**YOUR TASK:** Please reproduce each line of the data below exactly as shown.

**GIVEN RECORDS:**

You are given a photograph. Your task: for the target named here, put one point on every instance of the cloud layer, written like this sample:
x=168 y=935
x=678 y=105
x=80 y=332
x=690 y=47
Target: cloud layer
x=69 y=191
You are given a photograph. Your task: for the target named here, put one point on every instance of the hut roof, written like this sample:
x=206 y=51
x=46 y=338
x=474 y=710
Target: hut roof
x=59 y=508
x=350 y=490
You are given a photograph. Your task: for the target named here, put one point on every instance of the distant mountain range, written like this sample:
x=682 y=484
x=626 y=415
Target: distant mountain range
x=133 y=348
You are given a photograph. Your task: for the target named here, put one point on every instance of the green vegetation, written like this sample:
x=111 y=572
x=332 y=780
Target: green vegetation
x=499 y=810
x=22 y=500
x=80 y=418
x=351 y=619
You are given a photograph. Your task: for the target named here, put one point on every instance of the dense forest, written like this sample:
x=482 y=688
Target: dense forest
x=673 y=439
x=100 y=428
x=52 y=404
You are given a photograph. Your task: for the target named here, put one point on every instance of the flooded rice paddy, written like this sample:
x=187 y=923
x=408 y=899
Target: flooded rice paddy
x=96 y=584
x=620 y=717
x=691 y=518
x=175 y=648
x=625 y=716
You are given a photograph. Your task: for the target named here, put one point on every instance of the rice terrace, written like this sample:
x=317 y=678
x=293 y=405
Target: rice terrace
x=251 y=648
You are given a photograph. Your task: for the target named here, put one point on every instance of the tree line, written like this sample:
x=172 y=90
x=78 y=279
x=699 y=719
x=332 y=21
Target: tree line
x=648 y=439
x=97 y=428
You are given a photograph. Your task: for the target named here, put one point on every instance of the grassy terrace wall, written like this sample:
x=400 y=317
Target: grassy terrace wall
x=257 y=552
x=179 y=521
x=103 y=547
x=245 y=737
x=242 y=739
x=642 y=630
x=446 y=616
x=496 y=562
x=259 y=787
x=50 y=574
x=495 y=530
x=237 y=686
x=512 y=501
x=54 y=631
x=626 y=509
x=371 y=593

**EXERCISE RESPONSE:**
You are given a photograph. Your task: for the target named here, put one point on every instance of the cloud layer, written like this sample:
x=168 y=935
x=678 y=105
x=80 y=332
x=690 y=47
Target: cloud layer
x=69 y=191
You are given a photograph. Your task: for the target named here, put one point on every instance of the hut roof, written like this sample:
x=206 y=51
x=46 y=338
x=474 y=710
Target: hut roof
x=59 y=508
x=350 y=490
You are given a photograph. Your task: for the target named here, put one point on every instance of the distant mountain range, written like this sample:
x=682 y=484
x=626 y=415
Target: distant mountain range
x=133 y=348
You are given a photograph. Your task: for the target named here, put one point on every instance of the green vegetation, written like this sample:
x=111 y=572
x=332 y=780
Target: green vegetation
x=499 y=810
x=22 y=500
x=80 y=418
x=351 y=619
You are given a photograph. Your task: for the target named here, put one point on every instance of the dense forest, written like this sample:
x=482 y=688
Target: dense forest
x=673 y=439
x=100 y=428
x=52 y=404
You are given a photograph. Your task: for the target named here, put one point on every instance of the flooded rice paddy, written like this sample:
x=187 y=923
x=408 y=899
Target: flooded rice paddy
x=96 y=584
x=620 y=717
x=691 y=518
x=175 y=648
x=625 y=716
You are given a photograph. Your task: for the target named here, put one point on every instance of the rice terrace, written like this sample:
x=317 y=678
x=293 y=405
Target: rice terrace
x=251 y=648
You are given a photograph. Your task: for the target named here, put one point on every instance of the tree line, written like this sample:
x=172 y=90
x=78 y=279
x=699 y=719
x=332 y=21
Target: tree line
x=648 y=439
x=97 y=428
You are given a photograph. Your task: for the target named here, put one point on every instance of the grassy terrace wall, written like this sample:
x=400 y=317
Target: grassy terrace wall
x=257 y=552
x=179 y=521
x=103 y=547
x=245 y=737
x=242 y=739
x=642 y=630
x=446 y=616
x=496 y=562
x=259 y=787
x=50 y=574
x=495 y=530
x=237 y=686
x=512 y=501
x=54 y=631
x=626 y=509
x=371 y=593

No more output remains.